### Extrait
__________________________________________________
Parker v. Ontario Medical Association, 2024 FC 667
Lire les détails de l’affaire (disponible en anglais seulement)
Faits
Les requérants, trois médecins, ont demandé un contrôle judiciaire en vertu de l’article 14 de la LPRPDE concernant une étude commandée par l’intimée, l’Ontario Medical Association (OMA), concernant les frais généraux des médecins. Dans le cadre de cette étude, l’OMA devait communiquer à Statistique Canada le prénom, le nom, la date de naissance, le sexe, l’adresse principale et la spécialité des médecins. Les requérants étaient membres de l’Ontario Specialists Association (OSA). L’OSA a déposé une plainte auprès du Commissariat à la protection de la vie privée du Canada (CPVP), alléguant que l’étude proposée par l’OMA contreviendrait à l’article 6.1 et au principe 4.3 de la LPRPDE. Le CPVP a rejeté la plainte au motif que l’étude ne constituait pas une « activité commerciale » au sens de la LPRPDE et qu’elle n’entrait donc pas dans le champ d’application de la loi. En outre, le CPVP a estimé qu’il n’avait pas compétence pour enquêter sur la plainte. Les médecins ont saisi la Cour fédérale d’une demande de contrôle judiciaire de la décision du CPVP.
Décision
La Cour a rejeté la demande de contrôle judiciaire, estimant que l’étude proposée ne constituait pas une « activité commerciale » au sens de la LPRPDE. Par conséquent, la LPRPDE ne s’appliquait pas. La juge Fothergill a conclu que les renseignements que l’OMA souhaitait communiquer à Statistique Canada constituaient des « renseignements personnels » au sens de la LPRPDE, car ils étaient destinés à permettre l’identification des individus. Toutefois, la Cour a estimé que la communication des renseignements personnels des médecins à Statistique Canada ne constituait pas une « activité commerciale » parce qu’elle ne comportait pas « [traduction libre] l’échange, le commerce, l’achat et la vente » de quoi que ce soit. L’étude proposée visait à soutenir les négociations avec le gouvernement en vue d’un accord sur les services médicaux (ASM), qui fixe les taux de facturation des services de santé en Ontario. L’OMA ne tirerait aucun profit ou avantage financier de l’étude proposée ou de la négociation de l’ASM. En outre, l’OMA n’agit pas au nom du gouvernement lorsqu’elle reçoit ou paie les factures des médecins, et n’oriente pas les patients vers des médecins pour qu’ils reçoivent un traitement. L’objectif de l’étude était de fournir des renseignements sur les frais généraux des médecins et de promouvoir une plus grande « relativité des revenus » (income relativity) dans le prochain ASM.
Point principal à retenir
Cette analyse fait la lumière sur ce qui constitue – ou non – une « activité commerciale » au sens de la LPRPDE. Par exemple, l’échange de renseignements personnels peut ne pas constituer une « activité commerciale » si l’organisation qui communique les renseignements ne tire pas de profit ou d’avantage financier ou autre de la communication.
__________________________________________________
### Données
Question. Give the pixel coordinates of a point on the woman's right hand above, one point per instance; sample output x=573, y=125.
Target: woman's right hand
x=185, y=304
__________________________________________________
### Consigne 1
Recopiez fidèlement le passage de l'extrait qui va de « Point principal à » à « de la communication. ».
### Consigne 2
D'après l'extrait, quels renseignements sur les médecins l'OMA devait-elle communiquer à Statistique Canada dans le cadre de l'étude ?

### Votre réponse 1
Point principal à retenir
Cette analyse fait la lumière sur ce qui constitue – ou non – une « activité commerciale » au sens de la LPRPDE. Par exemple, l’échange de renseignements personnels peut ne pas constituer une « activité commerciale » si l’organisation qui communique les renseignements ne tire pas de profit ou d’avantage financier ou autre de la communication.

### Votre réponse 2
Le prénom, le nom, la date de naissance, le sexe, l'adresse principale et la spécialité des médecins.